── Material for this exercise ──
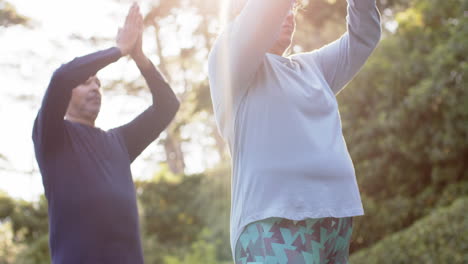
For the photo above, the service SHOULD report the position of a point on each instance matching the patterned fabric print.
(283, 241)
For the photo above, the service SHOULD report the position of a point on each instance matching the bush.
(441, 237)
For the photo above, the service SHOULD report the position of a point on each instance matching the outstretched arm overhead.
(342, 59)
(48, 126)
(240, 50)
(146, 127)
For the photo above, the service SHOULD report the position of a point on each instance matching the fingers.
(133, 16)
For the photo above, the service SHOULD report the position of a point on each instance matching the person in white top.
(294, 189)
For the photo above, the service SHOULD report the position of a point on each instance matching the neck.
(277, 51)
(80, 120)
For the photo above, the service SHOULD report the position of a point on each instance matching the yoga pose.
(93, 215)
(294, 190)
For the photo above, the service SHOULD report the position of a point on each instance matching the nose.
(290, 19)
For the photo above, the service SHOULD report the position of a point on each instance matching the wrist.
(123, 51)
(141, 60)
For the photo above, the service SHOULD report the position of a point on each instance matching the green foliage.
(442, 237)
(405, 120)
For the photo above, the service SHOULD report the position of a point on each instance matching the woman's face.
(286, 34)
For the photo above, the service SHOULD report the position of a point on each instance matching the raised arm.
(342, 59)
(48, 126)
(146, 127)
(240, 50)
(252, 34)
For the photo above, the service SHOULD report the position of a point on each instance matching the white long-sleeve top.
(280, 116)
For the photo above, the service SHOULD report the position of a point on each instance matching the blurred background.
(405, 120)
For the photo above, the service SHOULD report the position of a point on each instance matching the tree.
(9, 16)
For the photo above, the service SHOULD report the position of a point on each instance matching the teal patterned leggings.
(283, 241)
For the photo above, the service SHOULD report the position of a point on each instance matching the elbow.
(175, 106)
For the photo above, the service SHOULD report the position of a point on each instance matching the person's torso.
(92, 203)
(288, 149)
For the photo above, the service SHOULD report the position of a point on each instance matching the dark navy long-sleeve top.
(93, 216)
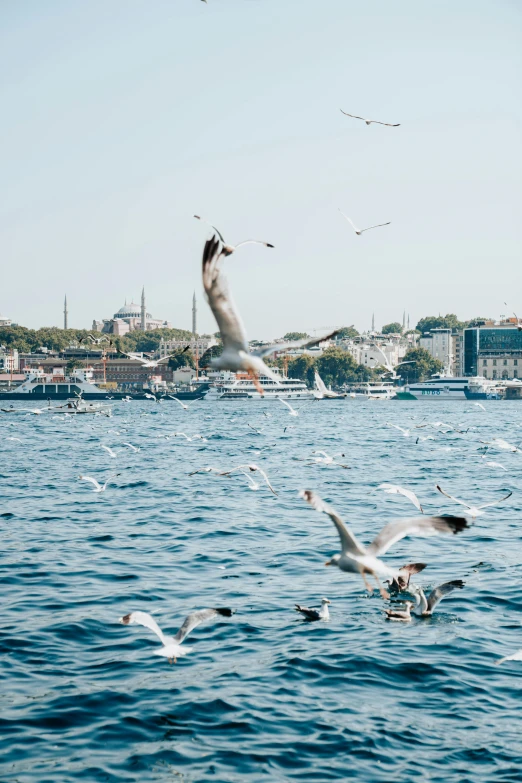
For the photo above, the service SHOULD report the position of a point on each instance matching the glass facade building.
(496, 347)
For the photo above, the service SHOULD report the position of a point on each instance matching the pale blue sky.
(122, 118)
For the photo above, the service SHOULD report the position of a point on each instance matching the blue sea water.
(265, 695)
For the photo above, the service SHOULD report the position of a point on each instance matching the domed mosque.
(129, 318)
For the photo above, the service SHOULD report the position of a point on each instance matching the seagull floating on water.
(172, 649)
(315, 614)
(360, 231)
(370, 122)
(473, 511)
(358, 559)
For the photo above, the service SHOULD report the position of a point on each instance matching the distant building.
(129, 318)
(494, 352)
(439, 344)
───
#### Task instructions:
Write out everything from the line containing "navy long-sleeve top." down to the end of the records, switching "building" to "structure" and changing nothing else. Omit the pictures from your answer.

#### Task response:
For the photo above, the service SHOULD report the position of a point on each instance matching the dark navy long-sleeve top.
(93, 216)
For the photo above, the service SHOULD report the position of a point on each instance matching the glass facade structure.
(496, 347)
For the photo above, the service SHOULD report the position of a point on each instance matching the pale blue sky.
(122, 118)
For the photo above, the service SHOULD report the position of a point on each instance matching the blue sea water.
(265, 695)
For the photo above, the service SHOULD report the position of a point on each instance matching the domed mosque.
(129, 318)
For the photo above, the service SHOULD report the position of a point on each instance matching the seagull floating on water.
(172, 649)
(315, 614)
(360, 231)
(370, 122)
(473, 511)
(358, 559)
For the photo above, the service SHOULD report the position of a point on each instance matching the distant structure.
(129, 318)
(494, 352)
(439, 344)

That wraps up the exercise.